**Extrait**
◇ ◇ ◇

Je peux tricher ? Je vais dire la trilogie des dollars de Sergio Leone (ça compte pour un seul film, hein ?). Les grands espaces, Clint, les réparties cinglantes, les rebondissements et tout le reste. Je ne m’en lasserai jamais. J’adorerais écrire un western zombie, mix de Romero et Leone ! J’adore le cinéma des 70’s et 80’s. Dans les 90’s, je vais inévitablement citer Usual Suspects pour son scénario démoniaque. Fight Club est un film qui me parle beaucoup également. J’aime bien ce qui bouscule les codes.

 

Enfin, la question est traditionnelle : quels sont tes projets en ce qui concerne l'écriture ?

◇ ◇ ◇

**Données fournies**

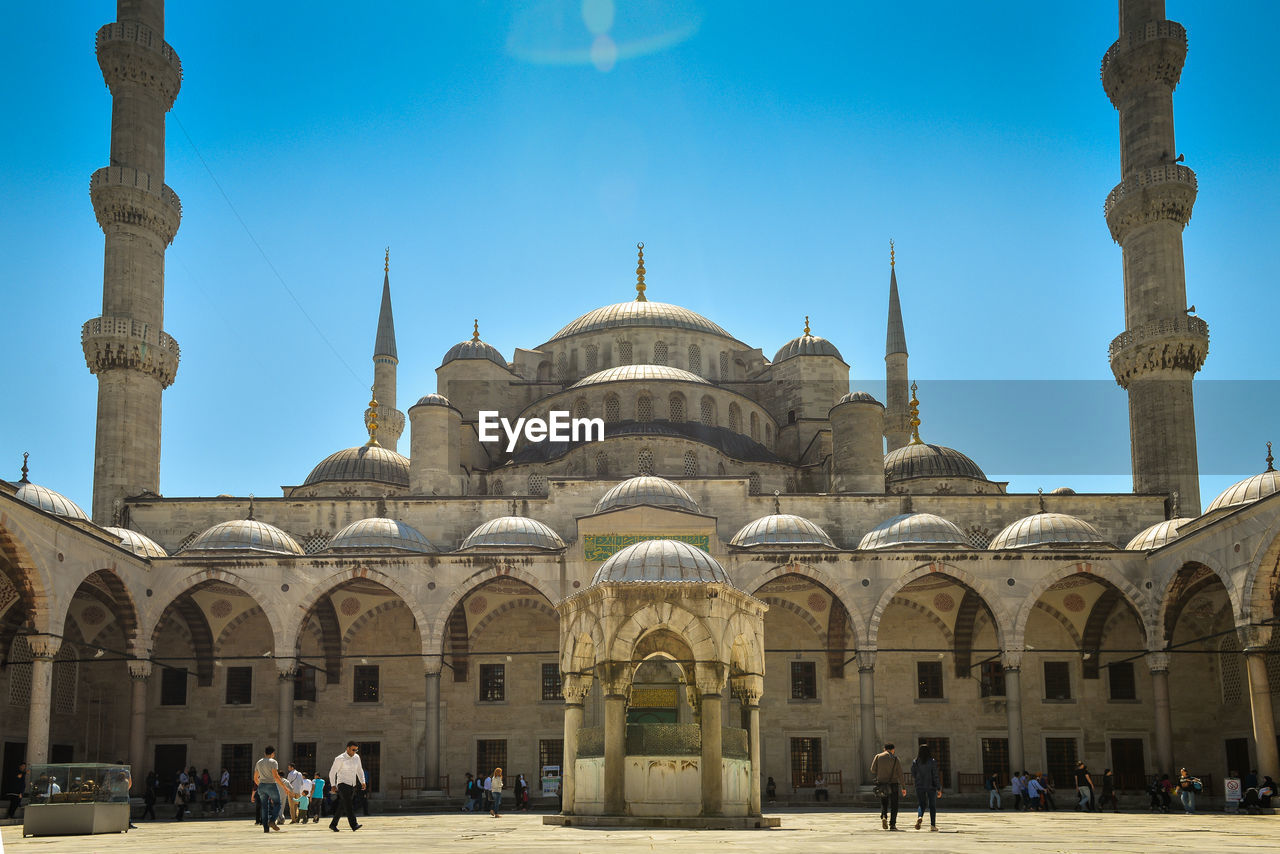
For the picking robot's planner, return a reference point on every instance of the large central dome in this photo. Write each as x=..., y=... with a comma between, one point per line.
x=640, y=314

◇ ◇ ◇

**Travail à faire**
A. Répondez à ces questions sur l'extrait :
(i) Quel réalisateur signe la trilogie des dollars ?
(ii) Avec quel autre nom la personne interrogée voudrait-elle mêler Leone dans un western zombie ?
(iii) Quel film des années 90 est cité pour son scénario ?
B. Recopiez sans rien changer le passage de l'extrait qui commence par « Je peux tricher ? » et se poursuit jusqu'à « qui concerne l'écriture ? ».
C. Ces affirmations concordent-elles avec l'extrait ? Répondez par oui ou par non, en citant les mots qui tranchent.
(i) La personne interrogée pense pouvoir un jour se lasser de la trilogie des dollars.
(ii) Fight Club est un film qui lui parle beaucoup.
(iii) Usual Suspects est cité pour sa musique.
La liste constitue un matériau indépendant de l'extrait.

**Corrigés des exercices**
A.
(i) Sergio Leone
(ii) Romero
(iii) Usual Suspects

B.
Je peux tricher ? Je vais dire la trilogie des dollars de Sergio Leone (ça compte pour un seul film, hein ?). Les grands espaces, Clint, les réparties cinglantes, les rebondissements et tout le reste. Je ne m’en lasserai jamais. J’adorerais écrire un western zombie, mix de Romero et Leone ! J’adore le cinéma des 70’s et 80’s. Dans les 90’s, je vais inévitablement citer Usual Suspects pour son scénario démoniaque. Fight Club est un film qui me parle beaucoup également. J’aime bien ce qui bouscule les codes.

 

Enfin, la question est traditionnelle : quels sont tes projets en ce qui concerne l'écriture ?

C.
(i) Non : « Je ne m’en lasserai jamais. »
(ii) Oui : « Fight Club est un film qui me parle beaucoup également. »
(iii) Non : « pour son scénario démoniaque »